● Short task
Can you edit the data below so that "pixel coordinates" becomes "point coordinates" everywhere it occurs, leaving all else unchanged?

** begin Supplied records **

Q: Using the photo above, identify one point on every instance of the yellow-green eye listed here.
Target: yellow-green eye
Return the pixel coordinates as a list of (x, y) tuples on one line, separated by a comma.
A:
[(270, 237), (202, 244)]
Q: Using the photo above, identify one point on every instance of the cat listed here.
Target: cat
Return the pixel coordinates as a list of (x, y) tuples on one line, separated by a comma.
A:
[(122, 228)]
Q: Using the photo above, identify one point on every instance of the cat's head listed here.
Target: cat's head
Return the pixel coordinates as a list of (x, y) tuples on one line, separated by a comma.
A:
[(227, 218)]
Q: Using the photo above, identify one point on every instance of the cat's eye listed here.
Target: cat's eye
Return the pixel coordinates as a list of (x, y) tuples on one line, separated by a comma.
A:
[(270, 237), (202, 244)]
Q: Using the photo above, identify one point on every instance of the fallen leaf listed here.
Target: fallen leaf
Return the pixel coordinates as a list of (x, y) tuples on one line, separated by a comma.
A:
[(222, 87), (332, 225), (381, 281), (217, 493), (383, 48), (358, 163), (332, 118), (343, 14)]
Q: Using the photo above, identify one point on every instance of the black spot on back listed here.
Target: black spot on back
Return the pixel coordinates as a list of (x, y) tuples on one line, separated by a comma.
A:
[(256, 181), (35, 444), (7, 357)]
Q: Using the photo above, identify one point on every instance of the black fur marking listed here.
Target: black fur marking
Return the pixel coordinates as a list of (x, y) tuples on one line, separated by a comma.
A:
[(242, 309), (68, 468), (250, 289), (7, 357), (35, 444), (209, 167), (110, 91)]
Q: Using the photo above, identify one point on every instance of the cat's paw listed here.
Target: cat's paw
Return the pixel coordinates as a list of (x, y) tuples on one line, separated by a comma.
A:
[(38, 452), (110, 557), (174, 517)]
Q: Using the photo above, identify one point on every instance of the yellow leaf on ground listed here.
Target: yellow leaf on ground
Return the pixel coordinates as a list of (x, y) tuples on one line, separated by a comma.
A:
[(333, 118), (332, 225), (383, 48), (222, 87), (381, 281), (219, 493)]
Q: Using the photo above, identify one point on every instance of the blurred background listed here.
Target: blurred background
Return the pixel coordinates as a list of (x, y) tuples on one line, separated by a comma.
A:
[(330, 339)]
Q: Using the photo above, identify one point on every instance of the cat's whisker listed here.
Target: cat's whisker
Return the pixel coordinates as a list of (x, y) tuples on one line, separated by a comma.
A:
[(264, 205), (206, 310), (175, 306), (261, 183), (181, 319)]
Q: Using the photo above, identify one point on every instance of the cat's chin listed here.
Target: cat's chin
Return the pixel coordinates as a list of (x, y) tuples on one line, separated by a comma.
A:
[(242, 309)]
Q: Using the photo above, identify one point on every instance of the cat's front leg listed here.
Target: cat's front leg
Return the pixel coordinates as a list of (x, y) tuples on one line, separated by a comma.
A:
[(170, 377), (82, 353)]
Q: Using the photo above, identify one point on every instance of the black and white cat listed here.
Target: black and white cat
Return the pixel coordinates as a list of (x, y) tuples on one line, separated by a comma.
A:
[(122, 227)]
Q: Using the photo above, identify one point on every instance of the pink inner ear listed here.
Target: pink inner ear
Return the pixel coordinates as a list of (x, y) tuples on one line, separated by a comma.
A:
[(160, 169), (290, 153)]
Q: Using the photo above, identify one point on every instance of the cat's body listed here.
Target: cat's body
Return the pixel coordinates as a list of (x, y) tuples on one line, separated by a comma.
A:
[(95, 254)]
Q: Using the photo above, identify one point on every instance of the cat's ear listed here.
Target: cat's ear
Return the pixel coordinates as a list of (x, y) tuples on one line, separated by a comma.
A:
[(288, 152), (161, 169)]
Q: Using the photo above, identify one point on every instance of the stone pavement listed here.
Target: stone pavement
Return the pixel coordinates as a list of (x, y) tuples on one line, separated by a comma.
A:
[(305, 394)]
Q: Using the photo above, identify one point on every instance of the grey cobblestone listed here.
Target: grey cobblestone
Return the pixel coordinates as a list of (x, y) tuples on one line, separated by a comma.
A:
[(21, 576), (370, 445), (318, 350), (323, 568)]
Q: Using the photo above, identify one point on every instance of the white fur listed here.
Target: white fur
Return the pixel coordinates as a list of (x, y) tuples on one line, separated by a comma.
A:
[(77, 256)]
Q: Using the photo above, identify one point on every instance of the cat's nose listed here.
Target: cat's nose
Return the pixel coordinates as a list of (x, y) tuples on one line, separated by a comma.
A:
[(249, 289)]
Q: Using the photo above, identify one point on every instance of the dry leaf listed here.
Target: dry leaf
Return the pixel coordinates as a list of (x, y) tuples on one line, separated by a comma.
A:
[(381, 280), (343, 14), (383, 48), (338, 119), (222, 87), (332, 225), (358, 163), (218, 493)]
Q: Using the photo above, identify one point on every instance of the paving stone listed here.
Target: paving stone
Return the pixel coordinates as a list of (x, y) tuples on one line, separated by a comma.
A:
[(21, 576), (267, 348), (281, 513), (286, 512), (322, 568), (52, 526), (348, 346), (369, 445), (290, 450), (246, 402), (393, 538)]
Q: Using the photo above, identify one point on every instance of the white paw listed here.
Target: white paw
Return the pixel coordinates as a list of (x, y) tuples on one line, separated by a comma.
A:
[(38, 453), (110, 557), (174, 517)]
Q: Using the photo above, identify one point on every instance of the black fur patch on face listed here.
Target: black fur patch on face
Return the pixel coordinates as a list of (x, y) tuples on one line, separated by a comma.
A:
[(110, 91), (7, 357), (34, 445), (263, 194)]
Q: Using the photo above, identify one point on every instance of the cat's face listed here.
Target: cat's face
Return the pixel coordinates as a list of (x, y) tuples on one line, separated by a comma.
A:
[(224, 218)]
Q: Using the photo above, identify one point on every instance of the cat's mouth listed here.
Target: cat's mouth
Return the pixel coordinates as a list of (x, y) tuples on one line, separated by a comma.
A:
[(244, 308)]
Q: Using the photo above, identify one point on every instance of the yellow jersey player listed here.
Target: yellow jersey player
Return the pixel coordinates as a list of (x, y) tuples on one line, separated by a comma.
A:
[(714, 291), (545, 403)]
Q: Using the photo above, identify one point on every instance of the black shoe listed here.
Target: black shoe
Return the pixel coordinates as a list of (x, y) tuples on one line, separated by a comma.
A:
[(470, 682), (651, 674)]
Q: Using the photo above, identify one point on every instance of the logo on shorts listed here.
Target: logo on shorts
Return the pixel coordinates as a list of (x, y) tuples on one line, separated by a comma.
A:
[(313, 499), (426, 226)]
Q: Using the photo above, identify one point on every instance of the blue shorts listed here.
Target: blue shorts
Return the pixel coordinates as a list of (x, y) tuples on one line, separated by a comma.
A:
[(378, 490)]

** end Supplied records **

● Output
Q: Using the photo above, identify one point on every instance of the yellow-green eye listed here.
Target: yellow-green eye
Return the point coordinates as a list of (x, y) tuples on one line, separated by a comma.
A:
[(270, 237), (202, 244)]
Q: Using the photo above, identify one point on every instance of the cat listed here.
Target: cat
Return the point coordinates as a list of (x, y) tuples on one line, separated by a comma.
A:
[(122, 228)]
Q: Using the photo above, identify one point on every instance of the cat's head listed here.
Target: cat's head
Return the point coordinates as a list of (x, y) tuples on one line, separated by a comma.
A:
[(227, 218)]
Q: Using the photo above, identify one point on every instance of the cat's eye listed here.
Target: cat's eye
Return the point coordinates as a list of (x, y) tuples on one line, separated by a comma.
A:
[(270, 237), (202, 244)]
Q: Using the photo above, identify one point on every instance of the fallen leaf listed here.
Target: fallen leaf
Return the point coordinates as a list of (x, y) tuples on one line, separated by a comma.
A:
[(222, 87), (332, 225), (381, 281), (217, 493), (383, 48), (358, 163), (332, 118), (343, 14)]
Q: Using the photo above, identify one point on every instance of the black spot on back listed here.
Target: black spot on back
Return the point coordinates as a list of (x, y) tuples on one line, separated by a comma.
A:
[(256, 181), (35, 444), (7, 357)]
Q: Using the photo above, identify one point on every instance of the black fur marking listed here.
Target: black fur marking
Return the point coordinates as a list of (x, y) tuples on one line, separated by a comma.
A:
[(242, 309), (68, 468), (250, 289), (7, 357), (35, 444), (209, 167), (110, 91)]
Q: Using the photo above, identify one point on every instance of the cat's paw listed here.
Target: cat's paw
Return the point coordinates as a list of (x, y) tuples on one line, separated by a comma.
A:
[(38, 452), (110, 557), (174, 517)]
Q: Using the photo above, identify one point on every instance of the yellow leaf on ground listed here.
Target: yellow leaf on ground
Return the point coordinates as a list of (x, y) tuples on one line, separated by a comma.
A:
[(333, 118), (332, 225), (383, 48), (222, 87), (381, 281), (219, 493)]
Q: Using the photo above, identify one point on every instance of the blurred background listed here.
Target: blurred background
Return the point coordinates as a list of (x, y) tuples on one line, separated by a comma.
A:
[(330, 339)]
Q: Using the photo above, identify one point on every instance of the cat's whisker listed here.
Target: cat's whisker
Return the point coordinates as a list of (x, y) tuples on one line, separated by a comma.
A:
[(264, 205), (206, 310), (175, 306), (261, 183), (181, 319)]
Q: Using the photo above, identify one point on every instance of the cat's chin listed here.
Target: cat's chin
Return the point coordinates as a list of (x, y) tuples on one line, separated by a comma.
A:
[(242, 309)]
Q: Using the photo above, identify one point on every instance of the cat's front leg listed here.
Target: cat's front leg
Return the point coordinates as a list of (x, y) tuples on one line, separated by a comma.
A:
[(170, 377), (82, 353)]
Q: Using the photo above, identify one point on every instance of the black and white cat listed here.
Target: black and white cat
Return the point coordinates as a list of (x, y) tuples on one line, separated by a comma.
A:
[(122, 227)]
Q: Using the photo above, identify one point on every instance of the pink inner ear listed here.
Target: pink inner ear
Return the point coordinates as a list of (x, y) tuples on one line, separated by a comma.
A:
[(160, 169), (290, 153)]
Q: Using the photo above, identify one point on every instance of the cat's body listed here.
Target: cat's body
Return the point coordinates as a list of (x, y) tuples on one line, separated by a comma.
A:
[(95, 254)]
Q: Using the photo above, identify one point on every instance of the cat's ear listed here.
Target: cat's ear
Return the point coordinates as a list of (x, y) tuples on one line, separated by a comma.
A:
[(288, 152), (161, 169)]
Q: Using the photo above, identify one point on every instance of the stone pavement listed here.
Target: stone pavement
Return the point coordinates as a list of (x, y) tuples on one line, separated by a comma.
A:
[(305, 394)]
Q: Using the photo above, identify one point on every instance of the grey cobblestone listed here.
Target: grey cobblestone
Return the point coordinates as a list of (x, y) tuples on one line, separated by a comma.
A:
[(21, 576), (370, 445), (318, 350), (323, 568)]
Q: Using the photo above, identify one point on every instance of the white fur listed here.
Target: white fur
Return the point coordinates as a list of (x, y) tuples on one line, separated by a comma.
A:
[(77, 256)]
Q: Using the photo above, identify one point on every instance of the cat's nose listed here.
Target: cat's nose
Return the point coordinates as a list of (x, y) tuples on one line, separated by a comma.
A:
[(249, 289)]
Q: Using the photo above, identify one point on every instance of the dry leaf listed here.
Target: dry leaf
Return the point coordinates as a list of (x, y) tuples on one line, separated by a comma.
A:
[(381, 280), (343, 14), (383, 48), (338, 119), (222, 87), (332, 225), (358, 163), (218, 493)]
Q: Using the photo above, identify one point on every instance of the paving stone listed here.
Target: paving stone
Return the point coordinates as a list of (x, y) tuples on one line, separated by a comma.
A:
[(21, 576), (267, 348), (281, 513), (286, 512), (322, 568), (52, 526), (348, 346), (369, 445), (290, 450), (246, 402), (393, 538)]
Q: Using the photo above, identify one point on every instance of the white paw listed here.
Target: white paw
Return the point coordinates as a list of (x, y) tuples on one line, separated by a comma.
A:
[(38, 453), (110, 557), (174, 517)]
Q: Using the photo above, identify one point on every instance of the black fur patch on face listed here.
Target: black fur patch on face
Return the point coordinates as a list of (x, y) tuples on one line, separated by a comma.
A:
[(110, 91), (7, 357), (34, 445), (263, 194)]
Q: Using the photo above, identify one point on every instance of the cat's face listed here.
Target: cat's face
Return the point coordinates as a list of (x, y) tuples on one line, separated by a comma.
A:
[(224, 218)]
Q: Using the photo above, identify one point on every instance of the cat's mouth listed here.
Target: cat's mouth
Return the point coordinates as a list of (x, y) tuples on one line, separated by a comma.
A:
[(244, 308)]
Q: Using the photo above, identify one point on every instance of the yellow jersey player listed here.
Target: yellow jersey player
Return the point coordinates as a list of (x, y) tuples on one line, separated by a comma.
A:
[(714, 291), (545, 403)]
Q: Using the photo above, identify one point on every instance of the black shoe listed here.
Target: black shoe
Return the point coordinates as a list of (x, y) tuples on one line, separated by a comma.
A:
[(470, 682), (651, 674)]
Q: Using the photo above, identify one point on every instance of the logo on shorts listed here.
Target: logo on shorts
Return the point coordinates as a list of (x, y) tuples on one line, separated by a comma.
A:
[(313, 499), (426, 226)]
Q: Using the photo above, identify one point on every instance of the blue shorts listed here.
Target: blue shorts
Return the point coordinates as a list of (x, y) tuples on one line, separated by a comma.
A:
[(378, 490)]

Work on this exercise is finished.